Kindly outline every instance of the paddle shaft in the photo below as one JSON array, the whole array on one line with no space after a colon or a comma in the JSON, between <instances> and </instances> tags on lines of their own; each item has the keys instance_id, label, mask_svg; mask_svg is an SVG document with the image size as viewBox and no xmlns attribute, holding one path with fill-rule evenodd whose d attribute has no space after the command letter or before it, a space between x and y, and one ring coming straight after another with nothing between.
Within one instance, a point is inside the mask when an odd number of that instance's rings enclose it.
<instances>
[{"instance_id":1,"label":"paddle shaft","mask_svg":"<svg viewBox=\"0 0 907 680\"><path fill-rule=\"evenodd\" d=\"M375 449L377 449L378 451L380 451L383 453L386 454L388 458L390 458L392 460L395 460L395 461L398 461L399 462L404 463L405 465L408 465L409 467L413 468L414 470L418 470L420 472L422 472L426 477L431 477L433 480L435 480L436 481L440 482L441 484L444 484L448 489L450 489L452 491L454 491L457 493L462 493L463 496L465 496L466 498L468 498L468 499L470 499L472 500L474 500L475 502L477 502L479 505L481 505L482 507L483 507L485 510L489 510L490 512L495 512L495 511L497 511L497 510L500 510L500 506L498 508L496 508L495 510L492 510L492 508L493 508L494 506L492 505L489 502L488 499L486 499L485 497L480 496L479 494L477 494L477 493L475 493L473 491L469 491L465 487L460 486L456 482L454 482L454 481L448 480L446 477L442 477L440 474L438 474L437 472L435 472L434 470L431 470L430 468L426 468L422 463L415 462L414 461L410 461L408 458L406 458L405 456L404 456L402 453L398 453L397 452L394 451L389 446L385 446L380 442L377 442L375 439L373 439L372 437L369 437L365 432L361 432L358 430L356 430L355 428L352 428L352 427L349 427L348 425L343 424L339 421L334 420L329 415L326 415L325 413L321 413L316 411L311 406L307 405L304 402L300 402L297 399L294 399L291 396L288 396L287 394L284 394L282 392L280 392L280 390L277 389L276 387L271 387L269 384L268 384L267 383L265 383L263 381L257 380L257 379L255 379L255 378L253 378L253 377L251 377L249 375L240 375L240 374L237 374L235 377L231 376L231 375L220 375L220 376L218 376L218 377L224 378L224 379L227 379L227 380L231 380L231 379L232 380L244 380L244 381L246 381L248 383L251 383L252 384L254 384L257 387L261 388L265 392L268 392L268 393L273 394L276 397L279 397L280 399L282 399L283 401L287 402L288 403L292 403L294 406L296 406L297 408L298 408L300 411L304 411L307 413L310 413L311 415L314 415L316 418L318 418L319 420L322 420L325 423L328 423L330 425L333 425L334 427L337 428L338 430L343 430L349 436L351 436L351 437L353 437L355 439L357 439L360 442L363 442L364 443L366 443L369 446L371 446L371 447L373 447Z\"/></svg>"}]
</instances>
....
● **GOAL**
Return the listing above in its exact form.

● **WRITTEN RESPONSE**
Kindly outline every instance of the paddle shaft in the photo below as one JSON array, the whole array on one line with no space after a colon or a comma in the JSON, between <instances> and </instances> tags on lines of their own; each item has the keys instance_id, label, mask_svg; mask_svg is an SVG document with the image size as viewBox and no xmlns attribute, holding one path with fill-rule evenodd whose d attribute has no space after the command letter or before it, a space between x and y, and one ring coming straight after another with nothing between.
Within one instance, a point is inside the mask when an odd number of that instance's rings enclose it.
<instances>
[{"instance_id":1,"label":"paddle shaft","mask_svg":"<svg viewBox=\"0 0 907 680\"><path fill-rule=\"evenodd\" d=\"M375 449L377 449L378 451L380 451L383 453L386 454L388 458L390 458L392 460L395 460L395 461L398 461L399 462L404 463L405 465L408 465L409 467L413 468L414 470L418 470L420 472L422 472L426 477L431 477L433 480L435 480L436 481L440 482L441 484L444 484L448 489L450 489L452 491L454 491L457 493L462 493L463 496L465 496L466 498L468 498L468 499L470 499L472 500L474 500L475 502L477 502L479 505L481 505L482 507L483 507L485 510L489 510L490 512L495 512L495 511L497 511L497 510L500 510L500 506L498 508L496 508L495 510L492 510L492 508L493 508L494 506L492 505L489 502L488 499L486 499L485 497L480 496L479 494L477 494L477 493L475 493L473 491L469 491L465 487L460 486L456 482L454 482L454 481L448 480L446 477L442 477L440 474L438 474L437 472L435 472L434 470L431 470L430 468L426 468L422 463L415 462L414 461L410 461L408 458L406 458L405 456L404 456L402 453L398 453L397 452L394 451L389 446L385 446L380 442L377 442L375 439L373 439L372 437L369 437L365 432L361 432L358 430L356 430L355 428L352 428L352 427L349 427L348 425L343 424L339 421L334 420L329 415L326 415L325 413L321 413L316 411L311 406L307 405L304 402L300 402L297 399L294 399L291 396L288 396L287 394L284 394L282 392L280 392L280 390L277 389L276 387L271 387L269 384L268 384L267 383L265 383L263 381L257 380L257 379L255 379L255 378L253 378L253 377L251 377L249 375L240 375L240 374L237 374L235 377L231 376L231 375L220 375L220 376L218 376L218 377L224 378L224 379L227 379L227 380L231 380L231 379L232 380L244 380L244 381L246 381L248 383L251 383L252 384L254 384L257 387L261 388L265 392L268 392L268 393L273 394L276 397L279 397L280 399L282 399L283 401L287 402L288 403L292 403L294 406L296 406L297 408L298 408L300 411L304 411L307 413L310 413L311 415L314 415L316 418L318 418L319 420L322 420L325 423L328 423L330 425L333 425L334 427L337 428L338 430L343 430L349 436L351 436L351 437L353 437L355 439L357 439L360 442L363 442L364 443L366 443L369 446L371 446L371 447L373 447Z\"/></svg>"}]
</instances>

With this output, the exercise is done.